**TASK**
Read through the material below and find each line that has the word "water"; copy it.

**DATA SECTION**

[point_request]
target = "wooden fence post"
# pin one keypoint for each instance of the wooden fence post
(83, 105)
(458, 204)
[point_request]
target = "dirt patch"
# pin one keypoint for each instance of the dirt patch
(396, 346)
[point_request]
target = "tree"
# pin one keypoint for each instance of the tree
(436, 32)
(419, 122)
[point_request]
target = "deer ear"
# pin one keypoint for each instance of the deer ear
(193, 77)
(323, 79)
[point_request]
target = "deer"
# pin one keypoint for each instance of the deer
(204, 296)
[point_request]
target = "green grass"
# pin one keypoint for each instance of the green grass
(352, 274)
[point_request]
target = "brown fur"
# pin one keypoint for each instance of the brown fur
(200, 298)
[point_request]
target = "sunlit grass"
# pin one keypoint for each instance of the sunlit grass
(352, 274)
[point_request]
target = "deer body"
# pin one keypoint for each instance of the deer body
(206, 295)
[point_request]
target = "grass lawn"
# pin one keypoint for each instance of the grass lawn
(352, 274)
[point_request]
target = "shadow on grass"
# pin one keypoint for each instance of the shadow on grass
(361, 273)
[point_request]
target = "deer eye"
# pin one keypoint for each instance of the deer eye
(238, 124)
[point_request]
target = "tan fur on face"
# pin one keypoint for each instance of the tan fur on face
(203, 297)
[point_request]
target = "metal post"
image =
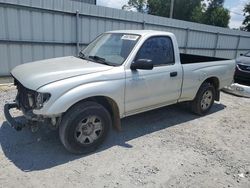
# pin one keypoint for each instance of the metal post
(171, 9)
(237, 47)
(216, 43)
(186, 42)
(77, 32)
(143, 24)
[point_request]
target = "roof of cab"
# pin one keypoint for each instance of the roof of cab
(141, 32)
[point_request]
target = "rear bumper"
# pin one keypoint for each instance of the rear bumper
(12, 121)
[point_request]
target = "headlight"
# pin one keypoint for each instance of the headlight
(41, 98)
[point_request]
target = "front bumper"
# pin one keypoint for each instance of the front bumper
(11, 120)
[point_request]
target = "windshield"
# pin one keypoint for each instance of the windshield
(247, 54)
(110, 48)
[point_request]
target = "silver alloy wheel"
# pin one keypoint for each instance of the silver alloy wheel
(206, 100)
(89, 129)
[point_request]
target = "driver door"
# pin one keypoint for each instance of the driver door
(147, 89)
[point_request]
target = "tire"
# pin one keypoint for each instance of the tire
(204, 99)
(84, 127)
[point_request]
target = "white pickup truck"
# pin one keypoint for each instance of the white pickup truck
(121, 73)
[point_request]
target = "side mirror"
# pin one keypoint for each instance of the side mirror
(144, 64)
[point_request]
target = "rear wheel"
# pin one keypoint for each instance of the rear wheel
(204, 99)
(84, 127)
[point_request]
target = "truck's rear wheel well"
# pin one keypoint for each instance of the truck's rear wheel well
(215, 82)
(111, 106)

--

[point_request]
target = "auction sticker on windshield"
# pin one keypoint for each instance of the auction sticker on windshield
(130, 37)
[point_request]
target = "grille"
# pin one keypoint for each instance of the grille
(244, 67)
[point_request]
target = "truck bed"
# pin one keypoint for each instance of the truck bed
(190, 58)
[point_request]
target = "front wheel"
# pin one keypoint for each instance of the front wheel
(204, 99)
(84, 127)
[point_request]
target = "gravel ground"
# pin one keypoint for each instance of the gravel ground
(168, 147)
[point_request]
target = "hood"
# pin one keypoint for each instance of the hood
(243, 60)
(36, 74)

---

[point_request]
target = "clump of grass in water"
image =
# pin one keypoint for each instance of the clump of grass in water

**WRITTEN SOLUTION**
target = "clump of grass in water"
# pin one keypoint for each instance of the clump of grass in water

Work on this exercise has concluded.